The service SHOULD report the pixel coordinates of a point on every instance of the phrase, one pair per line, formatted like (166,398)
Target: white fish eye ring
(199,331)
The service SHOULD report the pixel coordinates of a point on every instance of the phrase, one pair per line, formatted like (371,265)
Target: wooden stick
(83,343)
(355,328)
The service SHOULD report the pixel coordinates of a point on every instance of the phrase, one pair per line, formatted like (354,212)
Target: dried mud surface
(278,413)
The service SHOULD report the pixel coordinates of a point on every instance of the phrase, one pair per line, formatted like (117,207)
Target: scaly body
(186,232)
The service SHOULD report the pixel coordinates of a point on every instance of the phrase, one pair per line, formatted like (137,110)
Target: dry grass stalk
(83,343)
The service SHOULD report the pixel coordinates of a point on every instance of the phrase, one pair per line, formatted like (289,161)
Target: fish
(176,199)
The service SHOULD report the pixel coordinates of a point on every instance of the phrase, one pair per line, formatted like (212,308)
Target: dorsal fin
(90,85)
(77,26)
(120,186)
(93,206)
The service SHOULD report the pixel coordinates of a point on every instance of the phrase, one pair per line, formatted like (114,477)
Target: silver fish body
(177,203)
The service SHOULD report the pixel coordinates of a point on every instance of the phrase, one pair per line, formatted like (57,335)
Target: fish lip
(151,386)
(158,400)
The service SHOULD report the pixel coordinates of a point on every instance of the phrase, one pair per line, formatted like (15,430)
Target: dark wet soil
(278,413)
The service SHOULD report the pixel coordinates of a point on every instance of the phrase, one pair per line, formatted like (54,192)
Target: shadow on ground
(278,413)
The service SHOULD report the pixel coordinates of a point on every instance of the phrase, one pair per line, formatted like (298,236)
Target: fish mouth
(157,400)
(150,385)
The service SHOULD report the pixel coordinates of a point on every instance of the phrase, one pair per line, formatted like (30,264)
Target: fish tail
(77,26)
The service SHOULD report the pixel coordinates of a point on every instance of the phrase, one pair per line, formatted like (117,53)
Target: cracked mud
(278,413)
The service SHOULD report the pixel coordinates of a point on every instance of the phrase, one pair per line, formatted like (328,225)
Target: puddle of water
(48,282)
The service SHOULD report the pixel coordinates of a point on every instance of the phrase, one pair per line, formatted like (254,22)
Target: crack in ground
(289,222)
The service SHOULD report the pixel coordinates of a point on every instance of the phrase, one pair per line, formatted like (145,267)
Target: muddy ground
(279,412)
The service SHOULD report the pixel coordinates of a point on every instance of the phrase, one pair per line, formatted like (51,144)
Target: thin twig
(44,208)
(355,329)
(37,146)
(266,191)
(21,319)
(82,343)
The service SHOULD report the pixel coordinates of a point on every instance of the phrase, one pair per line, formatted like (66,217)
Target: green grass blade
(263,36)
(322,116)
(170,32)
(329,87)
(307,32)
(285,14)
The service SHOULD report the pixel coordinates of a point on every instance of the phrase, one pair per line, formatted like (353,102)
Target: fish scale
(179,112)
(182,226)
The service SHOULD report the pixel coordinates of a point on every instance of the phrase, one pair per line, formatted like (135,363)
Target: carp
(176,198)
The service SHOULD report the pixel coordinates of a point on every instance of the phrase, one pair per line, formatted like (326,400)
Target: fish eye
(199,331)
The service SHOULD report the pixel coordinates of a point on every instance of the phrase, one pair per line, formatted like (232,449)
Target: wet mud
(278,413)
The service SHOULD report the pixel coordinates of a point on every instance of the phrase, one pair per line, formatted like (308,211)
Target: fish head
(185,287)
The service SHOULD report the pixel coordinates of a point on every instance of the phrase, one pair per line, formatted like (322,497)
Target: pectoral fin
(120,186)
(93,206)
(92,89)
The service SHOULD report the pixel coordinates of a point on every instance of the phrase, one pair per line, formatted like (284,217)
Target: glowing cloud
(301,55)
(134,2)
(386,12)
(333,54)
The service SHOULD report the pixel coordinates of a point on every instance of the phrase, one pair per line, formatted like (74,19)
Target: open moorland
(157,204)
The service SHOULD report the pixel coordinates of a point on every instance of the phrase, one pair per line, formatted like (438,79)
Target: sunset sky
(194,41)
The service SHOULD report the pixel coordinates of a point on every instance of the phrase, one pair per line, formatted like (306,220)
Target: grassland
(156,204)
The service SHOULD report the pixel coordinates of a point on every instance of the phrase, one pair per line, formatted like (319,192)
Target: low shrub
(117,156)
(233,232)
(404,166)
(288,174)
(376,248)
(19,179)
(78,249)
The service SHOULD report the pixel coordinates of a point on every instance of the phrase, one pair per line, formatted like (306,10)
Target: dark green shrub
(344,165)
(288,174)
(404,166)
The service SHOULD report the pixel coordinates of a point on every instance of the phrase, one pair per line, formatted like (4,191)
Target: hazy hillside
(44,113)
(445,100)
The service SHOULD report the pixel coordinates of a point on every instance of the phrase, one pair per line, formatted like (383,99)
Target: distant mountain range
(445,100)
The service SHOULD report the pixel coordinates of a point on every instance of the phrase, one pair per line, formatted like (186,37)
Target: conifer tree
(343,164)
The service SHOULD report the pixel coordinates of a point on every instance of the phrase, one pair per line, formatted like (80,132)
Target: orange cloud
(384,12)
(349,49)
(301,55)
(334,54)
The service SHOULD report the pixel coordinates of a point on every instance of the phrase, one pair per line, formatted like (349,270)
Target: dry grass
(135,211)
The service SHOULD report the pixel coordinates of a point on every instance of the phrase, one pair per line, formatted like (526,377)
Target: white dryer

------------------------------

● PROBLEM TO WORK ON
Retype every item above word for word, leaving each line unchanged.

● OUTPUT FOR THIS EXERCISE
The service SHOULD report the pixel coordinates of a point on every instance of the phrase, one pair per line, formatted like (166,398)
Target: white fish eye ring
(199,331)
The service SHOULD report the pixel coordinates of a point on every instance of the phrase, one pair per line, formatted like (371,265)
Target: wooden stick
(83,343)
(355,328)
The service SHOULD report the pixel coordinates of a point on every instance of the phrase, one pair per line, formatted like (354,212)
Target: dried mud surface
(278,413)
The service SHOULD report the pixel coordinates of a point on every instance of the phrase, one pair per line, formatted like (117,207)
Target: scaly body
(186,232)
The service SHOULD report the pixel coordinates of a point on every instance of the phrase, one pair per line, formatted like (137,110)
Target: dry grass stalk
(83,343)
The service SHOULD report the pixel coordinates of a point on every instance of the phrase, one pair per line, formatted like (289,161)
Target: fish
(176,199)
The service SHOULD report the pixel coordinates of a point on every instance of the phrase, one pair per line, formatted like (212,308)
Target: dorsal fin
(90,85)
(77,26)
(120,186)
(93,206)
The service SHOULD report the pixel coordinates of a point on every instance of the phrase, one pair per line, formatted like (114,477)
Target: silver fish body
(177,203)
The service SHOULD report the pixel coordinates of a point on every instance of the phrase, one pair per line, formatted like (57,335)
Target: fish lip
(151,386)
(158,400)
The service SHOULD report the pixel coordinates of a point on every instance of the phrase, one pair per line, formatted like (15,430)
Target: dark wet soil
(278,413)
The service SHOULD report the pixel coordinates of a point on every instance of the phrase, one pair per line, formatted like (54,192)
Target: shadow on ground
(278,413)
The service SHOULD report the pixel coordinates of a point on every instance of the phrase, one pair per line, formatted like (298,236)
Target: fish mouth
(157,400)
(150,385)
The service SHOULD report the pixel coordinates of a point on every instance of the phrase, one pair per line, formatted like (30,264)
Target: fish tail
(77,26)
The service SHOULD report the pixel coordinates of a point on every instance of the phrase, one pair per line, formatted like (117,53)
Target: cracked mud
(278,413)
The service SHOULD report the pixel coordinates of a point on every instance of the phrase, one pair per line, formatted like (328,225)
Target: puddle of water
(48,282)
The service SHOULD report the pixel coordinates of a point on every instance of the phrase, one pair per line, formatted like (254,22)
Target: crack in ground
(289,222)
The service SHOULD report the pixel coordinates of a point on every instance of the phrase, one pair per line, formatted like (145,267)
Target: muddy ground
(279,412)
The service SHOULD report the pixel coordinates of a point on every instance of the phrase, one pair per line, formatted like (51,144)
Target: thin twig
(44,208)
(355,329)
(37,146)
(266,191)
(21,319)
(82,343)
The service SHOULD report the pixel coordinates of a point on every instance of the phrase, one pair per line, formatted like (66,217)
Target: green grass blade
(263,36)
(322,116)
(170,32)
(329,87)
(307,32)
(285,14)
The service SHOULD report the pixel coordinates of a point on every instance of the phrase, one pair per line, formatted like (353,102)
Target: fish scale
(179,112)
(182,226)
The service SHOULD report the pixel coordinates of a point on every instance of the phrase, one pair per line, formatted like (135,363)
Target: carp
(176,198)
The service SHOULD report the pixel coordinates of a point on every instance of the phrase, one pair per line, formatted like (326,400)
Target: fish eye
(199,331)
The service SHOULD report the pixel coordinates of a point on every instance of the phrase, one pair per line, formatted like (232,449)
Target: wet mud
(278,413)
The service SHOULD report the pixel coordinates of a point on every instance of the phrase, one pair per line, formatted like (308,211)
Target: fish head
(185,287)
The service SHOULD report the pixel coordinates of a point on every instance of the phrase, one pair per line, formatted like (322,497)
Target: pectoral fin
(120,186)
(93,206)
(92,89)
The service SHOULD report the pixel coordinates of a point on every instance of the phrase, one pair per line, formatted like (284,217)
Target: glowing cloud
(301,55)
(134,2)
(386,12)
(333,54)
The service SHOULD report the pixel coordinates of a point on every instance of the phrase, one pair per line, formatted like (74,19)
Target: open moorland
(157,204)
The service SHOULD report the pixel coordinates of a point on every instance of the phrase, one pair per line, formatted like (438,79)
Target: sunset sky
(194,41)
The service SHOULD report the pixel coordinates of a point on every instance of the phrase, one pair per line, formatted like (306,220)
Target: grassland
(156,204)
The service SHOULD report the pixel coordinates of a point on every instance of the phrase, one pair per line, formatted like (319,192)
Target: low shrub
(117,156)
(233,232)
(404,166)
(288,174)
(376,248)
(19,179)
(78,249)
The service SHOULD report the pixel coordinates of a point on every instance of the phrase, one pair per line, formatted like (306,10)
Target: dark green shrub
(344,165)
(288,174)
(404,166)
The service SHOULD report the pixel coordinates of a point on every instance of the phrase, one pair per line, formatted like (4,191)
Target: hazy hillside
(44,113)
(445,100)
The service SHOULD report the pixel coordinates of a point on every instance of the phrase, one pair per line, formatted like (383,99)
Target: distant mountain range
(445,100)
The service SHOULD report the pixel coordinates of a point on every instance of the phrase, one pair per line, formatted like (186,37)
Target: conifer tree
(343,164)
The service SHOULD report the pixel coordinates of a point on every instance of the phrase, one pair per line, formatted like (80,132)
Target: orange cloud
(384,12)
(349,49)
(301,55)
(334,54)
The service SHOULD report the pixel coordinates of a point on every instance of the phrase, one pair per line, formatted like (349,270)
Target: dry grass
(135,211)
The service SHOULD report the pixel coordinates of a point on every instance of the phrase, one pair per line, formatted like (526,377)
Target: white dryer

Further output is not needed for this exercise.